The second act, starting 25 minutes late, is seemingly supposed to be about Maleficent turning back towards the light through her interactions with a growing Aurora (and Diaval to a lesser extent, there was some unfulfilled hinting of an attraction there). At this point Maleficent starts to have some strange tonal problems, as it leaps back and forth between gothic darkness with evil Maleficent, brooding insanity with Stefan, whacky hi-jinks with the other fairies and childlike whimsy whenever Aurora is on the screen. Scene to scene, almost line to line, Maleficent changes its mind about the kind of film that it wants to be and, in doing so, becomes the worst of all worlds.

The actual important part of the second act, Maleficent turning back towards good because of Aurora, is largely ruined because of the stiffness or ridiculousness of the performances, not to mention the really bad script, all of which I will get to in a moment. In more pure story terms, the problem is that it all feels very rushed. Aurora grows up in a few scenes, and Maleficent loses the evil glower in the same amount of time. There’ very little substance in this transformation, you just sort of have to assume that Maleficent is changing as Aurora grows up, and that their relationship is growing too, even if this is not directly shown. All of the characters outside of those two receive next to no elaboration beyond our initial look at them during this section. People like Diaval or the fairies are as one note as they come, with no sub-plots, no sense of internal evolution of their roles. They’re just there.

**DATA EXTRACT**:
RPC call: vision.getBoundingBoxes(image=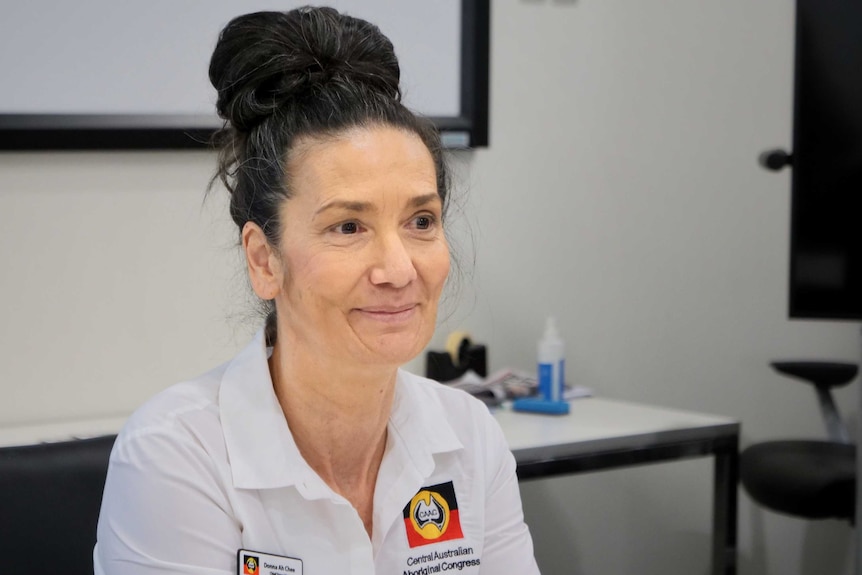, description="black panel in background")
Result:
[789,0,862,320]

**WRITTEN REQUEST**:
Answer these questions from the Maleficent review:
(a) How many minutes late does the second act start?
(b) Which characters does the review call "as one note as they come"?
(c) In how many scenes does Aurora grow up?
This material has no connection to the text.

**SOLUTION**:
(a) 25 minutes.
(b) Diaval and the fairies.
(c) A few scenes.